■ **TEXT SHOWN**:

- Opening Delimiter -

Mama’s Punjabi Recipes: Lima Bean Di Kurri (Lima Bean Curry)

Recipe 1in

India is truly a vegetarian’s delight, as you never have to search the menu at a restaurant for something meatless to order. Thanks to warm weather, in India you can find most types of tropical vegetables and fruits that are common all across Asia, except for a few items like the interesting looking dragon fruit, green bok choy or foul smelling but sweet durian. To this you could add the simple lima bean, which I have seldom seen in markets in North India.

Lima beans are commonly found in the US where they are also called butter beans, for their starchy yet buttery texture, and come in small and large sizes. They are another vegetable that came from the New World – like tomatoes and corn – and have their origin in the Andes of South America. The broad, large beans came from the north of Peru and so are called ‘Lima Beans” after the capital.

Lima beans are a high source of dietary fiber and are a virtually fat-free source of high-quality protein. They contain soluble fiber which helps regulate blood sugar level so that it does not rise too rapidly after eating the beans, and lowers cholesterol. Lima beans also contain insoluble fiber which aids in the digestive process and preventing constipation. They also contain folate and magnesium which help reduce heart problems.

- Closing Delimiter -

■ **EXERCISE INSTRUCTIONS**:
1. In the lima bean text, rewrite the passage starting with "India is truly" and going on through "after the capital.", swapping "tropical vegetables" for "tropical produce".
2. Summarize the lima bean text in two sentences.
3. Write what comes next in the lima bean text, picking up after its last sentence.

■ **SUPPLIED MATERIAL**:
- Opening Delimiter -

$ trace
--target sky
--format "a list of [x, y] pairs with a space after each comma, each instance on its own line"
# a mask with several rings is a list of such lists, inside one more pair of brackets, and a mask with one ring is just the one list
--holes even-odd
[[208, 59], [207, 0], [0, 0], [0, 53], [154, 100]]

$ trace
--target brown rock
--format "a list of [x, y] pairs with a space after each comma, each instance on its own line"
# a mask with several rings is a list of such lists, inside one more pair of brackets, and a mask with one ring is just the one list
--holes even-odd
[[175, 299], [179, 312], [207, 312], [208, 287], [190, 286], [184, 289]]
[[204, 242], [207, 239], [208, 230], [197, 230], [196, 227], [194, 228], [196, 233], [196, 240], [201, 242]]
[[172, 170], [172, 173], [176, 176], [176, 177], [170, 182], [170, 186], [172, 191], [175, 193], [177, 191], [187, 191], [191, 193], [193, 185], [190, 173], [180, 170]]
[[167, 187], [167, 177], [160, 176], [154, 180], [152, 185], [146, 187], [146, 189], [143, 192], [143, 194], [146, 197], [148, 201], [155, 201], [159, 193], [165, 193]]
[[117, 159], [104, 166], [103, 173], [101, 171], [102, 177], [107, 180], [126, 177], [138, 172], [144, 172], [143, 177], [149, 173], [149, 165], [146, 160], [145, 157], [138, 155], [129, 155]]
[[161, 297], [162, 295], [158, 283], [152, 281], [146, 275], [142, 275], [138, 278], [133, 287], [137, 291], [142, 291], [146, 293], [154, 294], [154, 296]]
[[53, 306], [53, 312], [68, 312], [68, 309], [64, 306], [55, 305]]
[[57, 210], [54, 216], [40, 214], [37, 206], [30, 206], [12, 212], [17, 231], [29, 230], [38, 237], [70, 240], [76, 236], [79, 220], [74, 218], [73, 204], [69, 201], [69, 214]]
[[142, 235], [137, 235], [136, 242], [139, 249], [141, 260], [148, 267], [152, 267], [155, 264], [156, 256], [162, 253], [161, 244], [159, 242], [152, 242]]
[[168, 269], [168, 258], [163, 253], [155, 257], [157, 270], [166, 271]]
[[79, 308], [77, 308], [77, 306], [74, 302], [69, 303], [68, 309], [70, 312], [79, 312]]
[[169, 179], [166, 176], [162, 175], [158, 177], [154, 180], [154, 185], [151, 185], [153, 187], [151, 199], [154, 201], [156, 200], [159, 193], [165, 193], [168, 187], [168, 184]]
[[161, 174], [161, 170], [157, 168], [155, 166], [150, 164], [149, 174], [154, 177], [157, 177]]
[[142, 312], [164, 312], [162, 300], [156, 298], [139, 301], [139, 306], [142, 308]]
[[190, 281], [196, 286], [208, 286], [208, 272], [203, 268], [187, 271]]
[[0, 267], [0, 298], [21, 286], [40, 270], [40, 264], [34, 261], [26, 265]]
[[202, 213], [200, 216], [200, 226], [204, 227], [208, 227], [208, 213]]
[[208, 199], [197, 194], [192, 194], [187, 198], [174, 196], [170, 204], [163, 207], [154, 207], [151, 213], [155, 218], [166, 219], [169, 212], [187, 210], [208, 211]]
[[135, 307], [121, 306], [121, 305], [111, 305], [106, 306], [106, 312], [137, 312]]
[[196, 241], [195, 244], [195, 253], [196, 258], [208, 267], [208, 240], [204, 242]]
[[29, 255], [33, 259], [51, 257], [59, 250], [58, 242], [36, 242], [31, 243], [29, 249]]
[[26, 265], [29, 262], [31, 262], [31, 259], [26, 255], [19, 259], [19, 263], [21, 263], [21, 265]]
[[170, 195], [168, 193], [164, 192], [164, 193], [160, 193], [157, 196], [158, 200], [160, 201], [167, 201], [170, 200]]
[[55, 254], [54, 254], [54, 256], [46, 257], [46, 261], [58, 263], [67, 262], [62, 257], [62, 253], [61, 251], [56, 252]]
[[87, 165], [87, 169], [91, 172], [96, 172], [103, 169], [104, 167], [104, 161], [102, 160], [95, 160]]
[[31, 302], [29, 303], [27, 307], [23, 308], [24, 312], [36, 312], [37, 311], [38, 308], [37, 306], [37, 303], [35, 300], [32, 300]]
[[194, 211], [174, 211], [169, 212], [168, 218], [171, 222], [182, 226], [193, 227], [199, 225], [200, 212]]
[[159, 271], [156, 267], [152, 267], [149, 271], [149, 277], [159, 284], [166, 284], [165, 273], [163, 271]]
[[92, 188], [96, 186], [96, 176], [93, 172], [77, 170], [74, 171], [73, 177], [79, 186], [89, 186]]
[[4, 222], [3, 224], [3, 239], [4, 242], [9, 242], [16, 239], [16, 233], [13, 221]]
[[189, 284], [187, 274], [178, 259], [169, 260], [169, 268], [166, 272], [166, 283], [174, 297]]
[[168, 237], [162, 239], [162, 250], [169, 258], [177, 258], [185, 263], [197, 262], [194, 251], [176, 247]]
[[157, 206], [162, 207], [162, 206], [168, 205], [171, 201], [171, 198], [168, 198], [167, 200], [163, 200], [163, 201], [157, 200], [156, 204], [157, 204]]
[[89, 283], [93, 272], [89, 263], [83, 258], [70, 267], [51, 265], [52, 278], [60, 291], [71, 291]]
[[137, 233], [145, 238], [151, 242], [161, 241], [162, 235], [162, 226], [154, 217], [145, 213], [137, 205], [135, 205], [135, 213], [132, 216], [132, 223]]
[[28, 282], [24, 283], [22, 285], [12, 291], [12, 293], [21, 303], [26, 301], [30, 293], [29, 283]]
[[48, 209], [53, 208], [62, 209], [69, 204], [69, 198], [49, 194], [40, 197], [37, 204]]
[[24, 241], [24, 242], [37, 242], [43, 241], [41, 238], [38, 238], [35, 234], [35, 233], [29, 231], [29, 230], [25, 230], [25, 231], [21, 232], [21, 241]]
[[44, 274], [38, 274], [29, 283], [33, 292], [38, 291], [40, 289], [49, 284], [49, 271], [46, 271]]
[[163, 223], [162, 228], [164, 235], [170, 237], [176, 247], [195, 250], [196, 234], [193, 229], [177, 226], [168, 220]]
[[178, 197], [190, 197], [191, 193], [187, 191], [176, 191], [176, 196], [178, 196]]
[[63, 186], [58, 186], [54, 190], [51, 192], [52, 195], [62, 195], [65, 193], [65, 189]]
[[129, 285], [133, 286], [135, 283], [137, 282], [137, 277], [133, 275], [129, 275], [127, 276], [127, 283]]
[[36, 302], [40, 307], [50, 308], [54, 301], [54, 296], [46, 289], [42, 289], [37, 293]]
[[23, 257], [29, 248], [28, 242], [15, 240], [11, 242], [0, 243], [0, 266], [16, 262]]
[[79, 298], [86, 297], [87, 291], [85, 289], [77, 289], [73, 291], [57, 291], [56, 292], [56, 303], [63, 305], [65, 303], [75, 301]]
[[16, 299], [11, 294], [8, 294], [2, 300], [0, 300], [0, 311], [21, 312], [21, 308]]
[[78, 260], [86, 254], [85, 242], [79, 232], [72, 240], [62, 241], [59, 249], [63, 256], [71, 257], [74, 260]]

- Closing Delimiter -

■ **TASK-BY-TASK ANSWERS**:
1.
India is truly a vegetarian’s delight, as you never have to search the menu at a restaurant for something meatless to order. Thanks to warm weather, in India you can find most types of tropical produce and fruits that are common all across Asia, except for a few items like the interesting looking dragon fruit, green bok choy or foul smelling but sweet durian. To this you could add the simple lima bean, which I have seldom seen in markets in North India.

Lima beans are commonly found in the US where they are also called butter beans, for their starchy yet buttery texture, and come in small and large sizes. They are another vegetable that came from the New World – like tomatoes and corn – and have their origin in the Andes of South America. The broad, large beans came from the north of Peru and so are called ‘Lima Beans” after the capital.

2. Lima beans, which have seldom been seen in North Indian markets, are common in the US, where they are also called butter beans, and they originated in the Andes and are named after Peru's capital. They are high in dietary fiber and are a virtually fat-free source of high-quality protein, and they contain soluble and insoluble fiber along with folate and magnesium.

3.
I had no idea that lima beans were so beneficial and when I made a curry with them, I was surprised that they also taste good. You can easily find frozen bags of lima beans in grocery stores and so the basic curry recipe is quick and easy to make. Don’t confuse the large lima beans with fava beans which have a hard skin and are eaten either roasted or cooked in a sauce. Just make sure that the consistency of the turri should not be too thick and especially not thin like water.

 Ingredients :     
1 small bag lima beans (large or small size; frozen- do not thaw)
2 medium piyaaz (onion) – peeled and finely chopped
1 tbsp tamater paste (tomato paste)
2 cloves of lasan (garlic) – peeled and finely chopped
1 tablespoon adrak (ginger) – peeled and finely chopped
2 tablespoons of vegetable or olive oil
2 cups of water
Spices (to taste): namak (salt), mirch (red pepper), haldi (turmeric), dhania (coriander), garam masala

1. In a medium saucepan prepare the masala in a medium frying pan. Heat 2 tablespoons of oil over medium heat, then add the onions, ginger, garlic and tomato paste. Stir well to make sure it doesn’t stick to the bottom. When the mixture is slightly brown, add the haldi and red pepper to bring out the color; add the rest of the spices and stir well.
2. Pour the frozen lima beans out of the bag and into the masala and stir fry for 5 minutes.
3. When the beans look slightly roasted, add two cups of warm water and cover the pot and bring the curry to a boil for 5 minutes. Reduce the heat to low and cook for five minutes. Do not overcook the beans as they need to be solid, not smashed.
4. Before serving, sprinkle with garam masala. The dish is ready to eat, usually with roti, rice or any variety of bread.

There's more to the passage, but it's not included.